* Job:
Locate every line in the material below that contains the string "task" with the same capitalization, and copy each of those lines.

* Dataset extract:

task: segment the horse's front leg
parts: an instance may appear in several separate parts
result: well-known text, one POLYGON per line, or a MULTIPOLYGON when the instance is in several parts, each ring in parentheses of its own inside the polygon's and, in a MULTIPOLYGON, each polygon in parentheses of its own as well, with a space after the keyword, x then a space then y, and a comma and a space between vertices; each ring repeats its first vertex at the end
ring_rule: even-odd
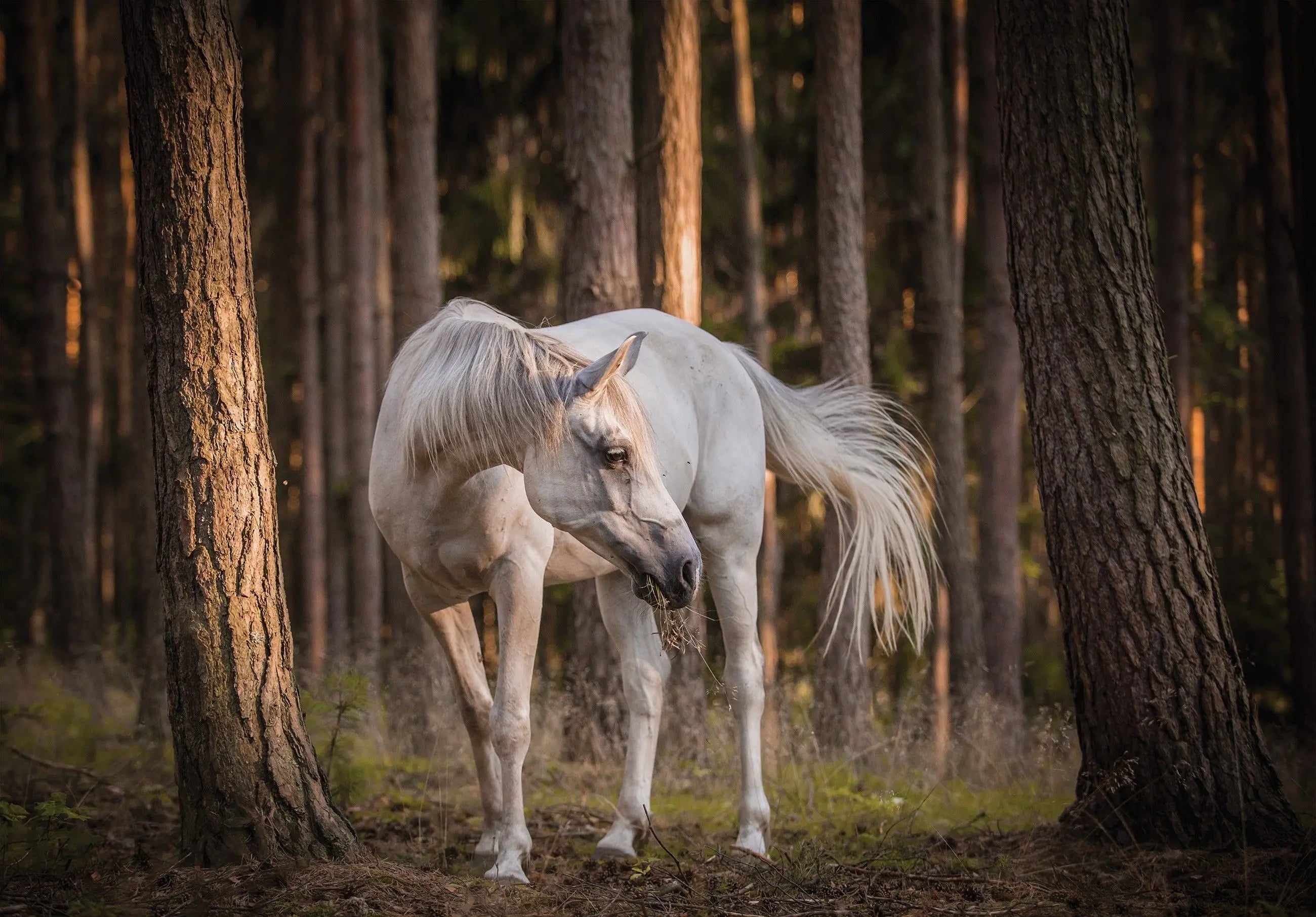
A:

* * *

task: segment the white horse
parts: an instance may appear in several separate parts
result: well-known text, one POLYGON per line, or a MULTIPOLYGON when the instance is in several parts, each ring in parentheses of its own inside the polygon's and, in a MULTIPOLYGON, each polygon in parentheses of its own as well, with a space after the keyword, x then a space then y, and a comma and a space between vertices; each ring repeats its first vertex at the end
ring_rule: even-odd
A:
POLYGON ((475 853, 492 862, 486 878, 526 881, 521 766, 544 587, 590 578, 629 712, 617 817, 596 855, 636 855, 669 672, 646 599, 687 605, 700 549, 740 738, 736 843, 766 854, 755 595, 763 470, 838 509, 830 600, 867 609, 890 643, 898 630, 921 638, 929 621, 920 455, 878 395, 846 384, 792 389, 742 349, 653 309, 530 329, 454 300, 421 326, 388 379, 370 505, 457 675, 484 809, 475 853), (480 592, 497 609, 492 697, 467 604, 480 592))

* Reply to the exercise:
task: segment the horse's front leg
task: segment the white horse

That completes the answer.